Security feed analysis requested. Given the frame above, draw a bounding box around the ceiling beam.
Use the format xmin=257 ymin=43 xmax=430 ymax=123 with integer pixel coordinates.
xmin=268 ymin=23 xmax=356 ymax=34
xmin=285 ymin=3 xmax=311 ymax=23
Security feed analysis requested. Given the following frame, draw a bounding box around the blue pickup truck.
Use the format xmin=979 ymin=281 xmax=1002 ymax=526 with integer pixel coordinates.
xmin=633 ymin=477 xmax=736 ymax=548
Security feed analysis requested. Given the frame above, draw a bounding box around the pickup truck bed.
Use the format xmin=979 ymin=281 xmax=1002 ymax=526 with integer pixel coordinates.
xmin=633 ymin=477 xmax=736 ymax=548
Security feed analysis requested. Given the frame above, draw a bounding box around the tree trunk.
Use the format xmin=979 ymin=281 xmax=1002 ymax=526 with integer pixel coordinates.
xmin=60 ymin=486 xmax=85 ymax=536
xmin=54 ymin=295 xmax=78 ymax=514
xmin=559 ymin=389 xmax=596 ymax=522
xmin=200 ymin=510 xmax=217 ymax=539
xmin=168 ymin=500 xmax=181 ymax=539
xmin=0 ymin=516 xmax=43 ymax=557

_ _ _

What the task asks: How many lines in the items above contain the word "Security", with capitalization matching exactly? Reply with the number only.

Right answer: 4